[What the task asks]: Extract each line of the material below that contains the word "reflective", matching case exactly.

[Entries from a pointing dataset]
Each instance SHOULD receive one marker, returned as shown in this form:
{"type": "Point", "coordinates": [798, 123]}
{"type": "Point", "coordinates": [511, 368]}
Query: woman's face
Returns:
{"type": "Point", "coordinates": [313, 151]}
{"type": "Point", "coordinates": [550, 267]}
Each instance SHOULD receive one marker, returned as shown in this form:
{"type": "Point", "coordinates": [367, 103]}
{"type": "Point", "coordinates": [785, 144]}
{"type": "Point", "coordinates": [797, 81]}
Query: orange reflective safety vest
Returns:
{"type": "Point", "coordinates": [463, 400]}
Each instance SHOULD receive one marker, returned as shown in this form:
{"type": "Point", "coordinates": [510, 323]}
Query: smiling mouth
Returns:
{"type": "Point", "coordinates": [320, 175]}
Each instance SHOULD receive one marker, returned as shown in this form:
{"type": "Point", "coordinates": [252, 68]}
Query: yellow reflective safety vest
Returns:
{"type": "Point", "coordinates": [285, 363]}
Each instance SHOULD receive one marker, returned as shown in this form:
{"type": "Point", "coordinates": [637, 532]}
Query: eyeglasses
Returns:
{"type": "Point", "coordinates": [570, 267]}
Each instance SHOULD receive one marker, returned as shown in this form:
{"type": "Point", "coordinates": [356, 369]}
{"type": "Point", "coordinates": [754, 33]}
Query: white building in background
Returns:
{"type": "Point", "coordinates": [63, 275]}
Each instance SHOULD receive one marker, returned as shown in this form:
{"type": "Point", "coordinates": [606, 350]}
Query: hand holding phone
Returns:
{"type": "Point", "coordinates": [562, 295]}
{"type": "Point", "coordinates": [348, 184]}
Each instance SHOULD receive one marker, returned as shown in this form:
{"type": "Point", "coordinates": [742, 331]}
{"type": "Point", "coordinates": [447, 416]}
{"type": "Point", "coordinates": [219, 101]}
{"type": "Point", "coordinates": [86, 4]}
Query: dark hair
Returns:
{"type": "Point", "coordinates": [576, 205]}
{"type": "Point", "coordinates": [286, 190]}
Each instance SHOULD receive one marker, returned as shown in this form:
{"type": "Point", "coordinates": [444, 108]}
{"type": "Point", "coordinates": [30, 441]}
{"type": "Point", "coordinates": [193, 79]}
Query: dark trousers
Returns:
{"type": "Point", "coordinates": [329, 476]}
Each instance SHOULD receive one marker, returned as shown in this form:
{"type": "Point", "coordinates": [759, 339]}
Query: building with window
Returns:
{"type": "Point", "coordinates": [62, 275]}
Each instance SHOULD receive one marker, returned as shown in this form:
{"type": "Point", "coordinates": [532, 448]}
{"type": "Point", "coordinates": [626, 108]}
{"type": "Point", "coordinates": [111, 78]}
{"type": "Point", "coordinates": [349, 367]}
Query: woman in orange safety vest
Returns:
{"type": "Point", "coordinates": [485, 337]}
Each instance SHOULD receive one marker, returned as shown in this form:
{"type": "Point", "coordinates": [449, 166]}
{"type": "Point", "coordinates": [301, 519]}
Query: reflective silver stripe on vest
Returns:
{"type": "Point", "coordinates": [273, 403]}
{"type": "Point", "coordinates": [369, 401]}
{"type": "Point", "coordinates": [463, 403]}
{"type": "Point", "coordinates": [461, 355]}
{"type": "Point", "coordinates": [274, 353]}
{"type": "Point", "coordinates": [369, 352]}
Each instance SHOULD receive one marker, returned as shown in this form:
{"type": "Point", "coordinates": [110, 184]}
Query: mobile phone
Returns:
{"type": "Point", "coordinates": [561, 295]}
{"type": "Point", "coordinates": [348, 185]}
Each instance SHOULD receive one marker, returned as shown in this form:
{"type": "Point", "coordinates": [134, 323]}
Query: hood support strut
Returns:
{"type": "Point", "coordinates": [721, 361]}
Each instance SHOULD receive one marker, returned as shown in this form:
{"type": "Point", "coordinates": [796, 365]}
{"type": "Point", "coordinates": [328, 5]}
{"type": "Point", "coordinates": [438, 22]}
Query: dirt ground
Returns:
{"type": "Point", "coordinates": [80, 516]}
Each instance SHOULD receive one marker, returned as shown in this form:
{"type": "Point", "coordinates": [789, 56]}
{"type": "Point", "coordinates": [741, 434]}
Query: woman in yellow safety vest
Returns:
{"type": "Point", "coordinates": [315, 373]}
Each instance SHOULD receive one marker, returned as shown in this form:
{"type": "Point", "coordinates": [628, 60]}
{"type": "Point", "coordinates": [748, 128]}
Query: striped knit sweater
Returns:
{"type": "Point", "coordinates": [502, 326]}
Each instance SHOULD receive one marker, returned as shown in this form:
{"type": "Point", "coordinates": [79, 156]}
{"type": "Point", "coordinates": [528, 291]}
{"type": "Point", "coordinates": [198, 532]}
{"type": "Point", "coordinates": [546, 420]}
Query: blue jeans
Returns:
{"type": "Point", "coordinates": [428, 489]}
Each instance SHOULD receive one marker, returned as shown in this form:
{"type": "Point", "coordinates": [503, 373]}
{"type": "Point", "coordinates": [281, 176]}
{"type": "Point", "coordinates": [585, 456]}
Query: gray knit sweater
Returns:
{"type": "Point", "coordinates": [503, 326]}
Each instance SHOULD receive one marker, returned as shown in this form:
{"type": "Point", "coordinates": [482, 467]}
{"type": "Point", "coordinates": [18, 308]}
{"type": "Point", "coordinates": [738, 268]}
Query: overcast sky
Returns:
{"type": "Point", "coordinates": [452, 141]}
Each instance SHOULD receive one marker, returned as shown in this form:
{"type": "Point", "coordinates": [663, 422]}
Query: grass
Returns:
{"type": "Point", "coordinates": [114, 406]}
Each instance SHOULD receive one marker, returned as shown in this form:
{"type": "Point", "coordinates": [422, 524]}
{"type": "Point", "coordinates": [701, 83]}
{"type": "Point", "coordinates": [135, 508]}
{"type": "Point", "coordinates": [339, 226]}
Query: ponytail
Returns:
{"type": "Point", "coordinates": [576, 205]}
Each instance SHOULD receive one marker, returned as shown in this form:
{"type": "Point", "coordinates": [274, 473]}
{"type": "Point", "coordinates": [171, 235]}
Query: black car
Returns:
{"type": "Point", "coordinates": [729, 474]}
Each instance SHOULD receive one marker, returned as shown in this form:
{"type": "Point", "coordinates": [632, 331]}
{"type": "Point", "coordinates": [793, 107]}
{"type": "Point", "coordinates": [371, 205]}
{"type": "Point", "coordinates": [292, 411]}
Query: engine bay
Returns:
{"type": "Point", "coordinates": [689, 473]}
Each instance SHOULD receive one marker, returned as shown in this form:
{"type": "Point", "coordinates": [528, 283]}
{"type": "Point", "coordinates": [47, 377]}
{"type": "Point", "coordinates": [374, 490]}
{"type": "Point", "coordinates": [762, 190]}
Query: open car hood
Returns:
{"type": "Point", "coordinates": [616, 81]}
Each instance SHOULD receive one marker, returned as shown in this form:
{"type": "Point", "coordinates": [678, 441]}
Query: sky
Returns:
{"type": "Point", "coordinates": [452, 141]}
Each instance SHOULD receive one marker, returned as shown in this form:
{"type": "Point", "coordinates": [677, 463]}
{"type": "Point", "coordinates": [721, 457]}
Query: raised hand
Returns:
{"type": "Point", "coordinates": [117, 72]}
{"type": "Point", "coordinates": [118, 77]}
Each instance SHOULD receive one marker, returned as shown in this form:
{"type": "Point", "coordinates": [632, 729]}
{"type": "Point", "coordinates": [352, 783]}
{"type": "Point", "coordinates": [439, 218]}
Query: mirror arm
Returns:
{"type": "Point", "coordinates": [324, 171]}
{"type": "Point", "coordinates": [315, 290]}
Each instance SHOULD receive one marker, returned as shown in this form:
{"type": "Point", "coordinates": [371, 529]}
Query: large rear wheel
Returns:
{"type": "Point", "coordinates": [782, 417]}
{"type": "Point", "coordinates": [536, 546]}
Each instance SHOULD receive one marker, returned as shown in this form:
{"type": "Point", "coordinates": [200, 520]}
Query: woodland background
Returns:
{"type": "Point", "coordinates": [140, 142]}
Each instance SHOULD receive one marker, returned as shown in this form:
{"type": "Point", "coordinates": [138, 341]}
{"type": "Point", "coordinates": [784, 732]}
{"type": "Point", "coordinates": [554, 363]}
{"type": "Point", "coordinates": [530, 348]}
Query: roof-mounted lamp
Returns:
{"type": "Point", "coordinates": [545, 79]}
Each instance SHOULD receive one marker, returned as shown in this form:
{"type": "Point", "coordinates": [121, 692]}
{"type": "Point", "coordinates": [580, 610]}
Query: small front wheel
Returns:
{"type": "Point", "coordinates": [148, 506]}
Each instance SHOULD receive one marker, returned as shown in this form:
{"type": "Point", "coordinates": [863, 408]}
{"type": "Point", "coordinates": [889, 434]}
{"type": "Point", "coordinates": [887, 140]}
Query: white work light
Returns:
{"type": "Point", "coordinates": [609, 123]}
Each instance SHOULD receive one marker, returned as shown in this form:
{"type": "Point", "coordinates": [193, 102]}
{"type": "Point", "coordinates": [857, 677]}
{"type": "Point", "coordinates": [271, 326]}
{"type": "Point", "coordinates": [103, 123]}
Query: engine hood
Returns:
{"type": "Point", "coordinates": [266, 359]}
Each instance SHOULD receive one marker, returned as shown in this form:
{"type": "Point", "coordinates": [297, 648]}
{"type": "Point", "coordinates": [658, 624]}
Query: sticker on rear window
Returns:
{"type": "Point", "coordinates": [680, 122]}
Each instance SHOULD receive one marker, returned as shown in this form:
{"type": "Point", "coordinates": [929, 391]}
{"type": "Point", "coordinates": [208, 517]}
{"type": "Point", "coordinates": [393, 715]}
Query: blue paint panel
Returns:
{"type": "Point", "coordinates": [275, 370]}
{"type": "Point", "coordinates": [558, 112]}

[Response]:
Query: orange reflective safety vest
Query: yellow reflective safety vest
Query: reflective silver stripe on vest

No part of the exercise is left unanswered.